[DATA EXTRACTS]
* * * * * * *

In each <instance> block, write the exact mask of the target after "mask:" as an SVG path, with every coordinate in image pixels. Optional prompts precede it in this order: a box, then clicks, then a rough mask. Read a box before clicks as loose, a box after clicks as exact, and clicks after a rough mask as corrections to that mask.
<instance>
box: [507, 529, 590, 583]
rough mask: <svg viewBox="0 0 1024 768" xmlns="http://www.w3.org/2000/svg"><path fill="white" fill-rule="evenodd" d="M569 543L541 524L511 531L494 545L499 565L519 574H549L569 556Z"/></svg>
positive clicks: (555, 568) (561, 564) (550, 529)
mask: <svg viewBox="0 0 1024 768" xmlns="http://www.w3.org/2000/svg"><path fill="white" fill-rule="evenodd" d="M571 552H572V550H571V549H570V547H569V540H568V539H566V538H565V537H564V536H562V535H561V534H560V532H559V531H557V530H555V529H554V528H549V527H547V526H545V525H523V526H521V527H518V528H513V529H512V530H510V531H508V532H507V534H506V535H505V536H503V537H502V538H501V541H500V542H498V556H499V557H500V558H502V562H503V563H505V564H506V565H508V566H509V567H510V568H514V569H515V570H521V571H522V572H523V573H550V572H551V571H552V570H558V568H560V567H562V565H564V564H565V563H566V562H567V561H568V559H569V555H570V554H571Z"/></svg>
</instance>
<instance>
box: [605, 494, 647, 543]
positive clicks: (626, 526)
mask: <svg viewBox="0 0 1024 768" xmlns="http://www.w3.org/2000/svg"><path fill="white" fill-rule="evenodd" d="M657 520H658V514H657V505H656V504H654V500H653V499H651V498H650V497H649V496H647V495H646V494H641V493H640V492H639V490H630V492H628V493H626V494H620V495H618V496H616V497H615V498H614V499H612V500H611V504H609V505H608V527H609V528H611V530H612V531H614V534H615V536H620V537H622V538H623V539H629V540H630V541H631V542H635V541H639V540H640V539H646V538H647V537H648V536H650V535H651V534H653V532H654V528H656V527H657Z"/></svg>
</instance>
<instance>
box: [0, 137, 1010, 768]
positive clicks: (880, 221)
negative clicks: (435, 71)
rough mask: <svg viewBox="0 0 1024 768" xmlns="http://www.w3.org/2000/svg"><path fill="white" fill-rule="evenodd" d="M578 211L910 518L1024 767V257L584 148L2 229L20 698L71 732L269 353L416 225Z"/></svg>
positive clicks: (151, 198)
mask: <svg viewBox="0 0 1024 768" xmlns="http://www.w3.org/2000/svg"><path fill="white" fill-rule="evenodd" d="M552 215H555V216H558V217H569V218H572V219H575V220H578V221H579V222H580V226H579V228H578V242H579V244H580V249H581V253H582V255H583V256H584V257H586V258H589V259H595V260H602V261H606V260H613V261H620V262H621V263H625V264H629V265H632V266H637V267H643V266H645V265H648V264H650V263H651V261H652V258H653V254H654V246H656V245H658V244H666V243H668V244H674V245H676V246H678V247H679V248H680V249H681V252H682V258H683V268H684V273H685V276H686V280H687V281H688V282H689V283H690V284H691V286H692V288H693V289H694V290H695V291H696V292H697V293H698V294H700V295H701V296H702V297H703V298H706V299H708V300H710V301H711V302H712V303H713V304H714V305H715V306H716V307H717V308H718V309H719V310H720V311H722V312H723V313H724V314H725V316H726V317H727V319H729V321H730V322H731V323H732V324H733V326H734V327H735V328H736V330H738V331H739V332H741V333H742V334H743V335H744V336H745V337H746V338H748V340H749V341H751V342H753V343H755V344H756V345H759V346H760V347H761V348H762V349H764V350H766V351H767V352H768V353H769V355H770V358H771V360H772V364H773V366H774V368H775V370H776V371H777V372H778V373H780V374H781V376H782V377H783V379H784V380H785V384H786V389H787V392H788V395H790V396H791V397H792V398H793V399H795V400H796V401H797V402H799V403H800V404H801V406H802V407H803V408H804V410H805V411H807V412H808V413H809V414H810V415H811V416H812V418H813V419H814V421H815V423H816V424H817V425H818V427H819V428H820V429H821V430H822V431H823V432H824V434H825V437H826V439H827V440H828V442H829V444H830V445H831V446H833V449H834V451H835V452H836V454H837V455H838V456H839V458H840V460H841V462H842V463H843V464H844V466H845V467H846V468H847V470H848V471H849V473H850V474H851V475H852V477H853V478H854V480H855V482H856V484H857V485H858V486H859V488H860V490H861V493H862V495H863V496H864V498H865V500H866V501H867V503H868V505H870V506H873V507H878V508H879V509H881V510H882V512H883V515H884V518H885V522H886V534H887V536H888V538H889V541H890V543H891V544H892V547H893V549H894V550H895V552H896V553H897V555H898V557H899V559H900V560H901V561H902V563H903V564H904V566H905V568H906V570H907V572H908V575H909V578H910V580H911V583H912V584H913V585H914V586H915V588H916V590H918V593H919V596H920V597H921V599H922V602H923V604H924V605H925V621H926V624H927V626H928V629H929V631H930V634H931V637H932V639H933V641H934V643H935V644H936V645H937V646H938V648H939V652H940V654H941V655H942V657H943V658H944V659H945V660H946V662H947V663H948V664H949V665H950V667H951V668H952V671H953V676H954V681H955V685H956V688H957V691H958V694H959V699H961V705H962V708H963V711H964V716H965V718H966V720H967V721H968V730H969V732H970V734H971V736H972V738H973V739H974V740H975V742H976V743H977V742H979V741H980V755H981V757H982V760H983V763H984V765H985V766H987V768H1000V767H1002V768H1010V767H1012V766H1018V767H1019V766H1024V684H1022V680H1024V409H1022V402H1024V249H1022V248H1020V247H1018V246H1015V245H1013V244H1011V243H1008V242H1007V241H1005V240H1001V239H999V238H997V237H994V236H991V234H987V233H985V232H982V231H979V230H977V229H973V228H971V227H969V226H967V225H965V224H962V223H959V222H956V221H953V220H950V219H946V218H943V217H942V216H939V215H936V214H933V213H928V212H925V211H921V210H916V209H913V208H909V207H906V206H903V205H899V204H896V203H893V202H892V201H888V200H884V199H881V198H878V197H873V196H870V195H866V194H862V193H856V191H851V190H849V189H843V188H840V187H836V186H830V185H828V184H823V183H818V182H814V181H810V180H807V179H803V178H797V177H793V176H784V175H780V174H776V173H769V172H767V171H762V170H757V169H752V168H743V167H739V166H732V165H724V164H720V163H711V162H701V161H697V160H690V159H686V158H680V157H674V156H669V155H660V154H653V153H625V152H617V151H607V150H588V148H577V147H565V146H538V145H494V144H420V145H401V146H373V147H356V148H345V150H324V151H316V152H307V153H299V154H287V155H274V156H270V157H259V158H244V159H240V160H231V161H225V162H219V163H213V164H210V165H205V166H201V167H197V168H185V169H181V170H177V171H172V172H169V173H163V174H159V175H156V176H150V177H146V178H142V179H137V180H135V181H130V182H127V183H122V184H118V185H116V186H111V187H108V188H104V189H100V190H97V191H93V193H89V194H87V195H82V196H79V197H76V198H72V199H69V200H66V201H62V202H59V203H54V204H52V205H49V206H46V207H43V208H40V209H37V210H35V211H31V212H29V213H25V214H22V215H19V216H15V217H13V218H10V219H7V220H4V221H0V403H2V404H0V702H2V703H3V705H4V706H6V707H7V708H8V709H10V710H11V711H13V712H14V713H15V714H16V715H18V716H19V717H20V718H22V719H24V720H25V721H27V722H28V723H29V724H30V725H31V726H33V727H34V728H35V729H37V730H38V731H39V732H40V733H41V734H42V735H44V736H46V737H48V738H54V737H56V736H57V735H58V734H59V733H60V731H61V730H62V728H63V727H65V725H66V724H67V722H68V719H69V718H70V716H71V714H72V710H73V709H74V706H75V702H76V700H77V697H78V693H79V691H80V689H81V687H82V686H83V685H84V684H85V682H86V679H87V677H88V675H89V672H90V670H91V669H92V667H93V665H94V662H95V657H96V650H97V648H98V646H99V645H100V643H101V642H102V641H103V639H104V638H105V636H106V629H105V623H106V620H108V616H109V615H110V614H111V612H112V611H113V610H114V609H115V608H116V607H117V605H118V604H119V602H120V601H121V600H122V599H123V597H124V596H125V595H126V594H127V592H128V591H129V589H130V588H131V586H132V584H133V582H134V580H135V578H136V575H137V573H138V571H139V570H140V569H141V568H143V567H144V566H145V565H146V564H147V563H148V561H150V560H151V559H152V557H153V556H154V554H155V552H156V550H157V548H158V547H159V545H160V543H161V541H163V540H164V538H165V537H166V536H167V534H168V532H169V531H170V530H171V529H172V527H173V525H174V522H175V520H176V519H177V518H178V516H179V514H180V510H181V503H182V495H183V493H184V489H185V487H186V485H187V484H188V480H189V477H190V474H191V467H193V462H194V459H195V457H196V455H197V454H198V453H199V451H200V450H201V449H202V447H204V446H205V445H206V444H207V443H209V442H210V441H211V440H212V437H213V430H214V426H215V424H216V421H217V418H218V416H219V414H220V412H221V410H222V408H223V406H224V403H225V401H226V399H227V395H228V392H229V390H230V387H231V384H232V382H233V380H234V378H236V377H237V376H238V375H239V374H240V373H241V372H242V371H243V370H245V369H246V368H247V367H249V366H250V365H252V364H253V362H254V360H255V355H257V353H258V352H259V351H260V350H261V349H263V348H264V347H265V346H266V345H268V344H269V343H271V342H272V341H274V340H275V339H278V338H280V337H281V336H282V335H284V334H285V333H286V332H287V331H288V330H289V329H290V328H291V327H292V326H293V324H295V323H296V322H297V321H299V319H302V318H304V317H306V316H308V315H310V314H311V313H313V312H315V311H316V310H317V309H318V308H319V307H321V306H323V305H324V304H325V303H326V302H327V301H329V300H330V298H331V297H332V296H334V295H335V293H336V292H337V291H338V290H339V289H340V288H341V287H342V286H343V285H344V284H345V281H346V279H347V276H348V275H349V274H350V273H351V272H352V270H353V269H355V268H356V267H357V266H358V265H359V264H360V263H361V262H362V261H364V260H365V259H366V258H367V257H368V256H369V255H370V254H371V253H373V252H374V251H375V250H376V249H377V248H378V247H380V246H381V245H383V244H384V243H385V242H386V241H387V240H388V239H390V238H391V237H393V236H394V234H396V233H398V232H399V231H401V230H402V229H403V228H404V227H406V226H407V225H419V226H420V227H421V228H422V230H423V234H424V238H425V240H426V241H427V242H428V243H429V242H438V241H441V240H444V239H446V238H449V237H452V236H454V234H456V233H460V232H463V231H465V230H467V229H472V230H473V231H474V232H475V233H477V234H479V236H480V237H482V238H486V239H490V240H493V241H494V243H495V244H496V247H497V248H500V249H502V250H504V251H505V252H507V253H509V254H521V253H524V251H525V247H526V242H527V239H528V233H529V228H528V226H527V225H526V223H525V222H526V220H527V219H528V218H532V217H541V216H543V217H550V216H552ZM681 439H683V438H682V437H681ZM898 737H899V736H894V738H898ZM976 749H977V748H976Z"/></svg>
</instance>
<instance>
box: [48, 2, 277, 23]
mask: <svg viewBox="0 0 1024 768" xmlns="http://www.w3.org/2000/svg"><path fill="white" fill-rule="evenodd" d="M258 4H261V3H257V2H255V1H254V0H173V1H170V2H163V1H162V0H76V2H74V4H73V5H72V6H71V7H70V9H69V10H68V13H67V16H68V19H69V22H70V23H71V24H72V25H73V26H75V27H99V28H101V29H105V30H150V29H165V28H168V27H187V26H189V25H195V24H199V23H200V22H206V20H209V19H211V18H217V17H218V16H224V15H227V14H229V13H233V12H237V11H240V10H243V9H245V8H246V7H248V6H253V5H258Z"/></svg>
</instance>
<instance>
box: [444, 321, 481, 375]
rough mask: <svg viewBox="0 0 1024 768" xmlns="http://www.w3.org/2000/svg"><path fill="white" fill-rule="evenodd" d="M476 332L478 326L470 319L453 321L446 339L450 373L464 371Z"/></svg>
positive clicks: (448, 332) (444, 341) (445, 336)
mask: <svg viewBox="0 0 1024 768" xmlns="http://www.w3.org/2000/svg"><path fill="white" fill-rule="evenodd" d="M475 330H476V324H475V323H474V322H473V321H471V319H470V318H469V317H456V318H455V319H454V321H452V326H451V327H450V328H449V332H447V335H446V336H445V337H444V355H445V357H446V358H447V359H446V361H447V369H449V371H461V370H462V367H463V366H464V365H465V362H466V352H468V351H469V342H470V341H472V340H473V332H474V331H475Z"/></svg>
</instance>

* * * * * * *

[JOB] How many of the lines above contain the string "clicks"? Reply with the number only.

[REPLY] 7